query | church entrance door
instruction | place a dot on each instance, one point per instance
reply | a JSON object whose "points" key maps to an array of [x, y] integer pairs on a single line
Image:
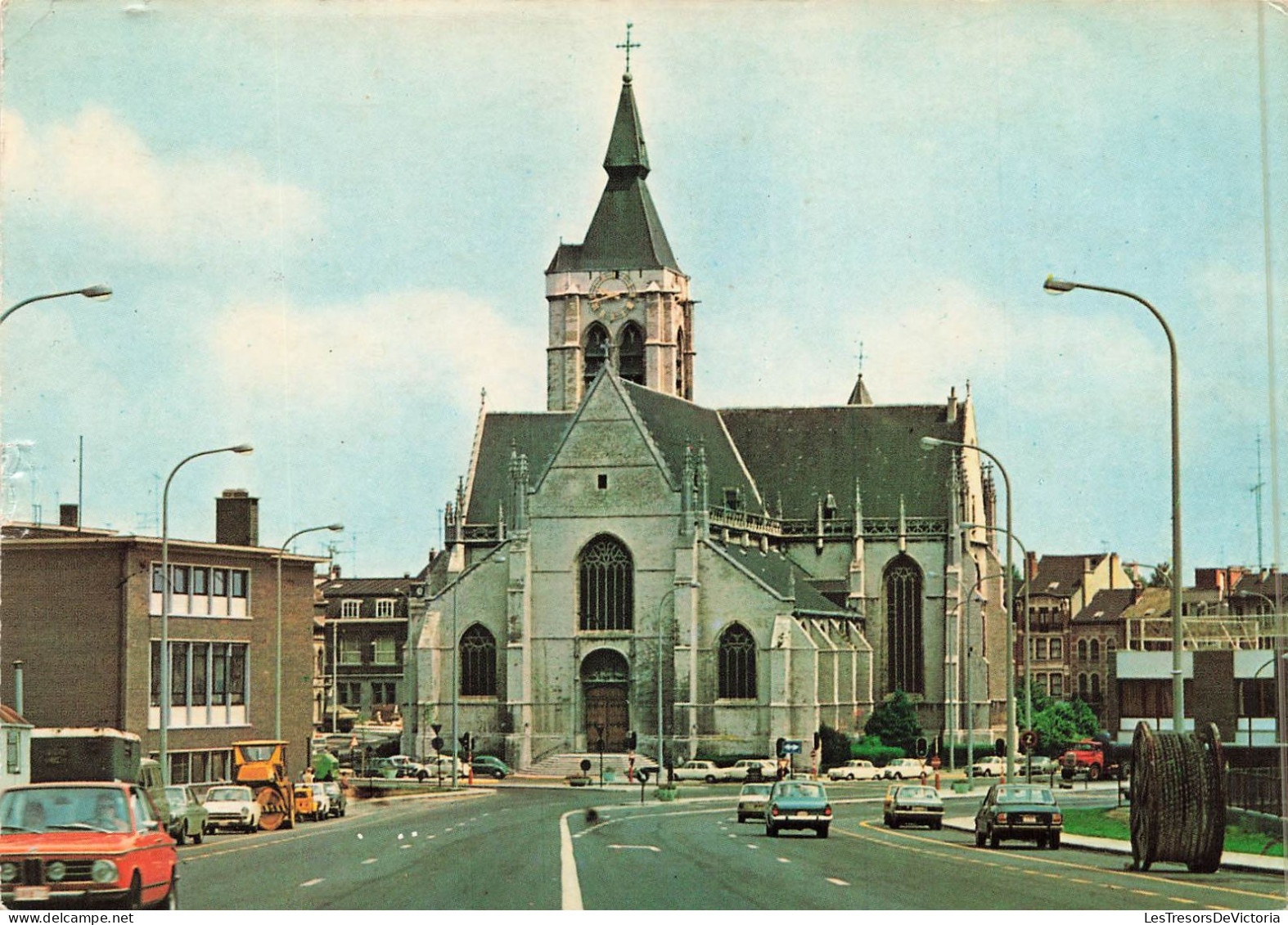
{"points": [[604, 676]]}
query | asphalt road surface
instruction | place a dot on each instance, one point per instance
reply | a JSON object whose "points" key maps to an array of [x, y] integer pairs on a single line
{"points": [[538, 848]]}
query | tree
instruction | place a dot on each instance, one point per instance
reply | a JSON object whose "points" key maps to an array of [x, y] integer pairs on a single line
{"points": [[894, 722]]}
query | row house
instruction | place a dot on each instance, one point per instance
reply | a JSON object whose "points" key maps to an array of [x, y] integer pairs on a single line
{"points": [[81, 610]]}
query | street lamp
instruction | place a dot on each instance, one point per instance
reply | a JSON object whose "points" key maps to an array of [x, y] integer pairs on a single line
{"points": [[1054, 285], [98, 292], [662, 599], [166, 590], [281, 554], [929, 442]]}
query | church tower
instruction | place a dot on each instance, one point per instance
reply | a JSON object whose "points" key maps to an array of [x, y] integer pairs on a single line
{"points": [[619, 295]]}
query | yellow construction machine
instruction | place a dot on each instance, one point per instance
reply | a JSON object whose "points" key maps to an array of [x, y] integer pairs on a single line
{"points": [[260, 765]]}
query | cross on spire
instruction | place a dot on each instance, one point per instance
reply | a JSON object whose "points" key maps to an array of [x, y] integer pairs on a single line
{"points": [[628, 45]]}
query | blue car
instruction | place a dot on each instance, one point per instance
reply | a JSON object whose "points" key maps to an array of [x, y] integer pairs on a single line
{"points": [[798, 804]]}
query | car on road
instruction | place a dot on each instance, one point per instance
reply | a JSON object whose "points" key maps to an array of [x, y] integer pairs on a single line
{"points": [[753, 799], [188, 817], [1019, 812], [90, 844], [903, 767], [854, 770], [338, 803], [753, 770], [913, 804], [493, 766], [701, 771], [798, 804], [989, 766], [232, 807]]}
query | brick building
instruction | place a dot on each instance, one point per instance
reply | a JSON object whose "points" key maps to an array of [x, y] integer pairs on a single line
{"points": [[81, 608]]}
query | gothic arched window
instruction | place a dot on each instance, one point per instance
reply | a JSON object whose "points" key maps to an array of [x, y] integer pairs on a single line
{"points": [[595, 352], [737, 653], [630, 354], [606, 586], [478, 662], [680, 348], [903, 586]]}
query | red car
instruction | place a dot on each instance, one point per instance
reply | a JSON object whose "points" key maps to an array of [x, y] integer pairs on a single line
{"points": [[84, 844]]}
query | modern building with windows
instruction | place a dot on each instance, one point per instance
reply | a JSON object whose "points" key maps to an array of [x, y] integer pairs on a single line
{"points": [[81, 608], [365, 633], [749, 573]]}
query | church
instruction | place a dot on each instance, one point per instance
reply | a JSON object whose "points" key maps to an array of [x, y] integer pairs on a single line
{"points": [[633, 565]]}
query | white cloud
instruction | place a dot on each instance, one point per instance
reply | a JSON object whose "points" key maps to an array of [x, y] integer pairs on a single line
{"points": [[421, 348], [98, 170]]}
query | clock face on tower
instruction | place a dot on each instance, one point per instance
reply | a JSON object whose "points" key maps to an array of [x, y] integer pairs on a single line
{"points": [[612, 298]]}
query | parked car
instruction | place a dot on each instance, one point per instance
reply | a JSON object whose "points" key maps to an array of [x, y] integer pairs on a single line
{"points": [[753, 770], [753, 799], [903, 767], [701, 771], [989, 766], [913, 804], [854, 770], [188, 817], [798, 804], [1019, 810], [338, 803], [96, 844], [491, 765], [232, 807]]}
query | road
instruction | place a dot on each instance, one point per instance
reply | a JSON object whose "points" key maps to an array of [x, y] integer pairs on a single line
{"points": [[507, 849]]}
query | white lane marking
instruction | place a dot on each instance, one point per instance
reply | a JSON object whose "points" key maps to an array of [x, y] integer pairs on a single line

━━━━━━━━━━━━━━━━

▶ YOUR INSTRUCTIONS: Revise the data so that each "place a dot" becomes "put a mark", keeping every other line and character as it is. Omit the pictures from your output.

▶ THE SOLUTION:
query | church entrance door
instruction | put a mark on each instance, one point per instance
reply | a JSON object whose "points" key maps to an array of [x, y] integer pairs on a single line
Image:
{"points": [[604, 676]]}
query | asphalt road surface
instruction | put a mark on each instance, one point per instance
reply | a JSON object whose "points" key maps to an array of [x, y] integer pairs on a single line
{"points": [[538, 848]]}
query | tree
instruction | put a mark on each instance, one point per instance
reply | a JSON object whose "points" key maps to an array of [x, y] integer pairs on a single line
{"points": [[894, 722]]}
query | row house
instruction | put a mark on each instance, one point per instance
reply | a JSON object whose "points" key maps to an array of [x, y] integer pairs on a single line
{"points": [[81, 610]]}
query | street lamp
instruction | put a mark on each instance, one point per instance
reply | a JSON object whose "points" key maps to an array of [x, y] integer pairs on a single line
{"points": [[1054, 285], [98, 292], [662, 599], [166, 590], [281, 554], [929, 442]]}
query | church tower
instruction | put a mark on each instance, one point per instance
reply | a JSON object whose "points" key maps to an array of [x, y] integer pairs on a single line
{"points": [[619, 295]]}
query | yellow construction machine
instruction | put a mark on each instance, one point per instance
reply | a JSON object whose "points" key maps to an array of [x, y] integer pairs on a single line
{"points": [[260, 765]]}
query | cross on spire
instruction | put a mark on each instance, one point per instance
reply | a JSON object whose "points" key maps to an array of [x, y] integer pairs on a single line
{"points": [[628, 45]]}
query | blue car
instruction | put a mark on each instance, one point per instance
reply | a JSON object whose "points" key maps to an array of [x, y] integer pairs on a single line
{"points": [[798, 804]]}
query | car on road
instruction | put a mark on each instance, one point per instance
reply | a JSON object whose "points" key maps to an array of [x, y] integer pairs on a single line
{"points": [[753, 799], [188, 817], [1019, 812], [90, 844], [903, 767], [854, 770], [338, 803], [753, 770], [913, 804], [493, 766], [701, 771], [798, 804], [989, 766], [232, 807]]}
query | brick building
instruction | put a mark on each instance, one point per instance
reply | a JSON object whose "points" key maps to an array of [x, y] integer pairs on a single line
{"points": [[81, 608]]}
query | gothic arched window
instruction | put a mark on each instance, one point per instance
reply | a JSON object whose "points" key maps to an array of [x, y] integer pairs on a single line
{"points": [[595, 352], [737, 653], [630, 354], [606, 586], [478, 662], [680, 348], [903, 586]]}
query | red car
instruction | put a mark on each instance, one point per instance
reply | a JSON object whose "points" key maps to an array of [x, y] integer pairs on a single line
{"points": [[84, 844]]}
query | modern building with windows
instruction | put a mark on each instance, one point per instance
reply | a JSON object whose "points" key maps to an array of [x, y] integer pairs on a single line
{"points": [[81, 608], [365, 633], [749, 573]]}
query | church
instruction | put a mark on each instance, one point per instance
reply | a JSON object whose "points" key maps to an array of [x, y] integer pairs on a single line
{"points": [[633, 565]]}
query | white cloud
instruction | put a mark on each instance, one point per instance
reply | a JSON object whose "points" key maps to an array of [x, y] integer pairs on a single line
{"points": [[421, 348], [98, 170]]}
query | clock face on tower
instruction | put a mark on each instance, one point per instance
reply | a JSON object whose "points" key maps to an array of [x, y] integer pairs on a single line
{"points": [[612, 298]]}
query | parked car
instruction | put a mark on each instance, one point per instance
reply | a JSON object whose "points" key maps to an array of [x, y] integer pairs on a single line
{"points": [[753, 770], [753, 799], [903, 767], [701, 771], [989, 766], [913, 804], [854, 770], [188, 817], [798, 804], [1019, 810], [338, 803], [96, 844], [491, 765], [232, 807]]}
query | road
instruction | put a mark on each instance, one point per instance
reply | a JSON object whose "points" key maps to an array of [x, y] integer pairs on a single line
{"points": [[507, 849]]}
query | white lane marking
instruction | put a mark on each instance, one point per instance
reply | a JSON object whose "points" key maps to an array of [x, y] integer pairs on a single line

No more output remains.